Work required: Where a line below has the string "horizon" in it, include it in the count, and give that count alone.

Input data:

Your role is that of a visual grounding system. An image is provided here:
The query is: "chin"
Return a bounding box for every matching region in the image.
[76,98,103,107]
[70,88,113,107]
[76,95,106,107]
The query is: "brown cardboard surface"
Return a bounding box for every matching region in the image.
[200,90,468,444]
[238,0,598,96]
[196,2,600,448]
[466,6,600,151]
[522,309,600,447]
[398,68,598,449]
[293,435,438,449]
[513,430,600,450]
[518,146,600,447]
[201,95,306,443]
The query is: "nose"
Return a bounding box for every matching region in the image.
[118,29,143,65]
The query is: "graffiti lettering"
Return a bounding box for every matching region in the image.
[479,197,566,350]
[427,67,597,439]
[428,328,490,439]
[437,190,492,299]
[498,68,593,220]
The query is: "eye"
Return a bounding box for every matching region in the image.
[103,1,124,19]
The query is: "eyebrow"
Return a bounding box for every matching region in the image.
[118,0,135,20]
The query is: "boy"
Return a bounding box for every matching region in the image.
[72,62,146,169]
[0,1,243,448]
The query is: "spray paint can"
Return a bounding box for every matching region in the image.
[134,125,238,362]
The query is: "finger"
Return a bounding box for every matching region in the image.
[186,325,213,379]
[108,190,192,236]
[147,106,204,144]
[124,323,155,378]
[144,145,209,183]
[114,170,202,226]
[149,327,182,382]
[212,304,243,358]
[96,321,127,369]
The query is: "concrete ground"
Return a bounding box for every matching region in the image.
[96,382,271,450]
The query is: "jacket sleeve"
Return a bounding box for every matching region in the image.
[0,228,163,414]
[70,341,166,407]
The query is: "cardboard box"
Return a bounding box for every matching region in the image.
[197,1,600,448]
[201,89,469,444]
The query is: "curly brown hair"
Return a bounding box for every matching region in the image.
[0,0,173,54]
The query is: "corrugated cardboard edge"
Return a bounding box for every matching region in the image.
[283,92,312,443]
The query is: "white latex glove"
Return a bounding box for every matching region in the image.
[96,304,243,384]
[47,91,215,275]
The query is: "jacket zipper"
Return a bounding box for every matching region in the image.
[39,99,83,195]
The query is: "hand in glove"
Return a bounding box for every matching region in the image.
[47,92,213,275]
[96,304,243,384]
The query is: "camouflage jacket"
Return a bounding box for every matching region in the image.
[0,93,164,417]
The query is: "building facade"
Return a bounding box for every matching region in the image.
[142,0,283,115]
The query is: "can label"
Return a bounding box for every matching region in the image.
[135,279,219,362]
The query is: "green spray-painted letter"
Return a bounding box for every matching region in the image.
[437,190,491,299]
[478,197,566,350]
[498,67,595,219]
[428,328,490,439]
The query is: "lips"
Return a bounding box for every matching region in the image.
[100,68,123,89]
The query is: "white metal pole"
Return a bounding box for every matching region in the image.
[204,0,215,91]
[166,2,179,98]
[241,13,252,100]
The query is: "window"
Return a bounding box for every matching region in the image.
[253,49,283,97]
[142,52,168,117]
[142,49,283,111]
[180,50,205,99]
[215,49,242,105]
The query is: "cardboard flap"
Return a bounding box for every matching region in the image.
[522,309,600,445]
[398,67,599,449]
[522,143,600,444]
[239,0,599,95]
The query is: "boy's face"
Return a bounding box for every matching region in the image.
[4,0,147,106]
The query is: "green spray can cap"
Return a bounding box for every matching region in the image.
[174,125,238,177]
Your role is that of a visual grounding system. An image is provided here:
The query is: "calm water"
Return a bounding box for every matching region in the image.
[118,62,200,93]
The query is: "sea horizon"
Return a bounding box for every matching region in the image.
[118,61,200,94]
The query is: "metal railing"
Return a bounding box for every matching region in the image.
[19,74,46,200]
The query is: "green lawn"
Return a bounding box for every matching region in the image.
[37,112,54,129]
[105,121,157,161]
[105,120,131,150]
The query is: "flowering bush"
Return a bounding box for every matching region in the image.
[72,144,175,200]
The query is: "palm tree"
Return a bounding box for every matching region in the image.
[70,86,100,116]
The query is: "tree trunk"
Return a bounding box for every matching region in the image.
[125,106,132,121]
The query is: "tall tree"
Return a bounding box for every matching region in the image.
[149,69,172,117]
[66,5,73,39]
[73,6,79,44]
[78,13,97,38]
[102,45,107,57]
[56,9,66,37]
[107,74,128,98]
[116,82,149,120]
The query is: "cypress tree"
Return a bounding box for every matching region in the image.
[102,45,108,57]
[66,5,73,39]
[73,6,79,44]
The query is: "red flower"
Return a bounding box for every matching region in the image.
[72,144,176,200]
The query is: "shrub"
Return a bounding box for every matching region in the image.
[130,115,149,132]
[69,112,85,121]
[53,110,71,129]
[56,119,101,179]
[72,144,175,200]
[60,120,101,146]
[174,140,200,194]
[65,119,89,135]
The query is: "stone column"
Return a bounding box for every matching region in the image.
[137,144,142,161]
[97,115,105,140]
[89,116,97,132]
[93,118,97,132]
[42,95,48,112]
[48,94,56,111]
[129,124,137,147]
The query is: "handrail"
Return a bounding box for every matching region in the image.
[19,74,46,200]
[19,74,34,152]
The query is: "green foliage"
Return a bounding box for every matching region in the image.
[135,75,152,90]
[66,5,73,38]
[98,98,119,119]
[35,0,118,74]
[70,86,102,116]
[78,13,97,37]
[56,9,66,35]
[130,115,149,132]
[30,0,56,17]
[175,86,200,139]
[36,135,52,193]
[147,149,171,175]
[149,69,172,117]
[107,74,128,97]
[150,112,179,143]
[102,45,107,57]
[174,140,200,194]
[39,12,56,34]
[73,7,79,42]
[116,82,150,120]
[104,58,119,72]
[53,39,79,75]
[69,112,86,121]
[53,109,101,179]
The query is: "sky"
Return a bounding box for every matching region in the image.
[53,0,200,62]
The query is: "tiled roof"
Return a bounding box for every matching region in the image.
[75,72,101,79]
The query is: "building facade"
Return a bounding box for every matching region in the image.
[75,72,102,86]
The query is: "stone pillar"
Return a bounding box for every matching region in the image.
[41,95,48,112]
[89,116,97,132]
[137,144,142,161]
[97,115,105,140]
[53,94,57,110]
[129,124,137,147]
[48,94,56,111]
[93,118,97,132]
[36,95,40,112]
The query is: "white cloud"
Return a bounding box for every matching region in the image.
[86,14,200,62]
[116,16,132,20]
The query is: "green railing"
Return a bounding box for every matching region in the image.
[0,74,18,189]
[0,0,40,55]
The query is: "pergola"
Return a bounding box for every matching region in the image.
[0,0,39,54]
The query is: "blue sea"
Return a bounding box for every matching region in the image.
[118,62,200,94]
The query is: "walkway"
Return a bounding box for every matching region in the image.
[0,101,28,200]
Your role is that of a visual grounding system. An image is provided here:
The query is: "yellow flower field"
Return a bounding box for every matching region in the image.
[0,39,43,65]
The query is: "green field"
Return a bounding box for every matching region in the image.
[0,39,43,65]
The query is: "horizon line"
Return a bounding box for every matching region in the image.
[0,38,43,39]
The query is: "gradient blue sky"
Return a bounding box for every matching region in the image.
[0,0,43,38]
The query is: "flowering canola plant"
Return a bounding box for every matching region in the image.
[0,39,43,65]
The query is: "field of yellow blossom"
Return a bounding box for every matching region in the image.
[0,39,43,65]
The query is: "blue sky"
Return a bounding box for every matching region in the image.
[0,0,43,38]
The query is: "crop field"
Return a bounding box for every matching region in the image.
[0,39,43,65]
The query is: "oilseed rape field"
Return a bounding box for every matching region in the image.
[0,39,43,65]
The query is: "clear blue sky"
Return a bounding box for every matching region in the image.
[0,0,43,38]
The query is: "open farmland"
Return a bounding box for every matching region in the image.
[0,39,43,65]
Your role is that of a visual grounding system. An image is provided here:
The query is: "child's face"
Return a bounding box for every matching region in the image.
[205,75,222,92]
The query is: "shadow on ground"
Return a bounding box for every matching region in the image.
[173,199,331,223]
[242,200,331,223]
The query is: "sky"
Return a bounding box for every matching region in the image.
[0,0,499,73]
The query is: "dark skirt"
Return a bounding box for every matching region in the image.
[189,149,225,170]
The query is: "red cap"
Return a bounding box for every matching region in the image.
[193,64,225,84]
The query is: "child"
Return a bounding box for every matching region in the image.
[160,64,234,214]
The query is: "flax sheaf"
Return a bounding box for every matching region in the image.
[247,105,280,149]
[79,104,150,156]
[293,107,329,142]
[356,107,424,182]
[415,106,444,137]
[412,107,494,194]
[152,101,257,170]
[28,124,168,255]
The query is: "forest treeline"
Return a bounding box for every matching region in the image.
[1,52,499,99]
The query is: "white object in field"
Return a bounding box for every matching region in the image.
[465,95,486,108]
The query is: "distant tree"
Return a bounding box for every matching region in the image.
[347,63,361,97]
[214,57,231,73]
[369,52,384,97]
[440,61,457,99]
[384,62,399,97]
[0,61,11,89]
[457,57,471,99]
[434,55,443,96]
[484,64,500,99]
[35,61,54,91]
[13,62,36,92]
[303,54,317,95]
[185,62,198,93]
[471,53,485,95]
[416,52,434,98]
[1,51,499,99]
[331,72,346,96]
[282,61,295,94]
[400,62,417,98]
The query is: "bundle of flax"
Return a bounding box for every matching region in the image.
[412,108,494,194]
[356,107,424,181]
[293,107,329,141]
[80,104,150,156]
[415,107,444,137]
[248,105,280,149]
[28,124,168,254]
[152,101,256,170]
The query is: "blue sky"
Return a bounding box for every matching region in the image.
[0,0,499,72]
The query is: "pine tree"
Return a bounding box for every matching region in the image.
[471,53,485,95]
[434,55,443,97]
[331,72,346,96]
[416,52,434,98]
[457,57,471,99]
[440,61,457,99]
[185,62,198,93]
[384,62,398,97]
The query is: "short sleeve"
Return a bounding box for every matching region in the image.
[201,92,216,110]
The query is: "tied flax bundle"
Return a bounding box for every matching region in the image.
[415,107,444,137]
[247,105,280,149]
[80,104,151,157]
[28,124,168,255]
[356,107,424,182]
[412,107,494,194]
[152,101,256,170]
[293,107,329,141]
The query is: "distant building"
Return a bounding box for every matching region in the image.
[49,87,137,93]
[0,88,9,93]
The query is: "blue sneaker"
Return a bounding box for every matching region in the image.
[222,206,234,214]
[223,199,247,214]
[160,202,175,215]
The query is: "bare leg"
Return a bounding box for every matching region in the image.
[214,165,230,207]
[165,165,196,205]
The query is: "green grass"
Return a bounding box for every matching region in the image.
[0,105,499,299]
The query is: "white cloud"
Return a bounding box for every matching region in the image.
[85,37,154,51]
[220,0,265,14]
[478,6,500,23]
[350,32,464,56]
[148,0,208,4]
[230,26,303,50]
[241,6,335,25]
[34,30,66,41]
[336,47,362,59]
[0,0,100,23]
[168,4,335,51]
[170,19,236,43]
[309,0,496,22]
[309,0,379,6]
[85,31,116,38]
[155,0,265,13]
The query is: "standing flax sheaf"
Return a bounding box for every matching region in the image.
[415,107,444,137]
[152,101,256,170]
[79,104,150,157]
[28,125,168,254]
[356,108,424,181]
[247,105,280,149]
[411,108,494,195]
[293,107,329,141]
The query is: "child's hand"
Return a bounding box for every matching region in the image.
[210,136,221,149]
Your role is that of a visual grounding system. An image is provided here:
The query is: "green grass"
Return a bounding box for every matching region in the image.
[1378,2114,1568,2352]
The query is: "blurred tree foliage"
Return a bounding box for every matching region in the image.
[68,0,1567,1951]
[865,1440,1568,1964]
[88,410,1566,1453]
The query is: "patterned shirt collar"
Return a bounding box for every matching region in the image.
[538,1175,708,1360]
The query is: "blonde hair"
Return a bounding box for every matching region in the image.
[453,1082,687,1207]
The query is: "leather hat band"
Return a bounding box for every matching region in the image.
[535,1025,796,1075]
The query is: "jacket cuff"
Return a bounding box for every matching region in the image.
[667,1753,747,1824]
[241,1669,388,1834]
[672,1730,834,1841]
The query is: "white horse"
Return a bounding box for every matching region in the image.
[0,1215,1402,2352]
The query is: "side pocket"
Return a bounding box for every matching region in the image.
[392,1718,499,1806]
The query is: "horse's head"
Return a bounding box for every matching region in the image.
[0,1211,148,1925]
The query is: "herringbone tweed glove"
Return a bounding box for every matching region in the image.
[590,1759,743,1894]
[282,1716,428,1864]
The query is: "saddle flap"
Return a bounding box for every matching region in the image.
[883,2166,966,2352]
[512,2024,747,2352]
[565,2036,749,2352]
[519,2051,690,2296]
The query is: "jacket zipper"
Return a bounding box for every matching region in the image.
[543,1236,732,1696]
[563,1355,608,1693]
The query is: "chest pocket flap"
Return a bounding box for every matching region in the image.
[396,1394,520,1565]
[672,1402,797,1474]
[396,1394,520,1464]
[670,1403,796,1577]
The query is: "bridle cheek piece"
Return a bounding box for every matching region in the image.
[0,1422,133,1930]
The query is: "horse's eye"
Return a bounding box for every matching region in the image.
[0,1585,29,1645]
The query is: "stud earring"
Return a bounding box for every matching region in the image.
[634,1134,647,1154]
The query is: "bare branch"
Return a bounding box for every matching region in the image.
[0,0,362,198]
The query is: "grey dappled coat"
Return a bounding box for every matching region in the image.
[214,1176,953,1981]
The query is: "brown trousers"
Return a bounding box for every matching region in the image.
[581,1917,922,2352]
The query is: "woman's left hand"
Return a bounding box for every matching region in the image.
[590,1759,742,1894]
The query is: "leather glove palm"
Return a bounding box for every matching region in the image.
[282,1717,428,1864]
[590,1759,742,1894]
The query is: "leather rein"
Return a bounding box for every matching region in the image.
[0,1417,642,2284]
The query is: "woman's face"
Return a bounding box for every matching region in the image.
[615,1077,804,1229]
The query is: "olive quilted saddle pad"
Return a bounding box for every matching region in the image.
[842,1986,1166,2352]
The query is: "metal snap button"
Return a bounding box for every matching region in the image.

Response: 2